■ Tarefa proposta ■
No trecho sobre o problema da dieta de Stigler, quantos nutrientes a dieta planejada deveria satisfazer diariamente?

■ Trecho selecionado ■
+===+

Para muitos, o agora findo mês de janeiro simbolizou o início de um novo ciclo de mudanças. As resoluções foram diversas: gastar menos, casar-se, rezar mais e comer melhor talvez estejam entre as mais populares. Esta última, contudo, requer uma boa dieta, quer seja para perdermos ou ganharmos peso de maneira saudável. Calma, leitor: você não está na coluna de VEJA e VEJA NEGÓCIOS errada! A Pesquisa Operacional, tema principal de minha coluna MAIS COM MENOS, já tratou também sobre o tema da “dieta”.
O economista americano George Stigler, vencedor do prêmio Nobel de Economia de 1982, elaborou a seguinte questão no ano de 1945: “Considere um homem moderadamente ativo, pesando cerca de 70 kg. A partir de uma lista de 77 ingredientes, como planejar uma dieta, ou seja, quais alimentos e em qual quantidade consumi-los, de modo a satisfazer a demanda diária de nove nutrientes, e da maneira mais barata possível?” É claro que quando vamos ao supermercado não passamos pelo mesmo dilema do Dr. Stigler. Se pensamos no custo, geralmente não pensamos nos nutrientes, e vice-versa. De qualquer modo, a pergunta faz mais sentido se pensarmos em algumas situações práticas.
Considere, por exemplo, as crianças da rede pública de ensino: é ideal que cresçam saudáveis e tenham energia para aprender. Mas, ao mesmo tempo, recursos públicos (sejamos francos, dinheiro do pagador de imposto mesmo) não são infinitos – para a surpresa de muitos, em pleno 2025! Outro exemplo, esse mais clássico do ponto de vista da Pesquisa Operacional, é o da dieta de um exército. Principalmente durante um período de guerra ou conflito, quando não somente os recursos financeiros se tornam escassos (mas também todos os outros), deseja-se elaborar uma dieta que providencie aos combatentes o nível de energia que necessitam ao menor custo possível de preparação desse mesmo menu bélico.
Confesso que desconheço a melhor dieta para crianças ou para soldados, mas, em 1945, o Dr. Stigler chegou ao seguinte cardápio para seu “homem hipotético”: farinha de trigo, leite evaporado (pouco utilizado na culinária brasileira), repolho, espinafre e feijão branco, a um custo anual, em valores atuais, de aproximadamente R$ 5.500 (as respectivas quantidades podem ser conferidas no artigo original do Dr. Stigler). Aqui, leitor, tomo a liberdade de batizar essa dieta de “Dieta Los Alamos”, que, por razões de etiqueta, me recuso a explicar o porquê do nome. Mas como o Dr. Stigler chegou a tal resultado?

+===+

Registros de anotação de posição:
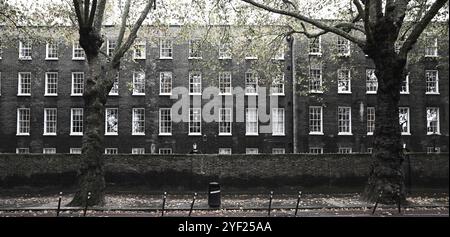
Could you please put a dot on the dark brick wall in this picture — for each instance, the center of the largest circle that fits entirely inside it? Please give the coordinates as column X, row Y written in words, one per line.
column 188, row 171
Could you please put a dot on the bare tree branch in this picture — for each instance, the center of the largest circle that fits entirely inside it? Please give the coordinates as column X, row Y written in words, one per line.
column 420, row 27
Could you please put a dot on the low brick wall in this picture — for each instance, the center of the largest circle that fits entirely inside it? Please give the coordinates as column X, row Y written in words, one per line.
column 232, row 171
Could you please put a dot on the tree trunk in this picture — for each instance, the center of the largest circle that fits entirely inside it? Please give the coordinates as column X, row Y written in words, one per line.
column 386, row 178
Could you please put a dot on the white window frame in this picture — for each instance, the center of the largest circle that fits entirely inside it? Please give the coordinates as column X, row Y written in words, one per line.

+===+

■ Resposta correta ■
Nove nutrientes.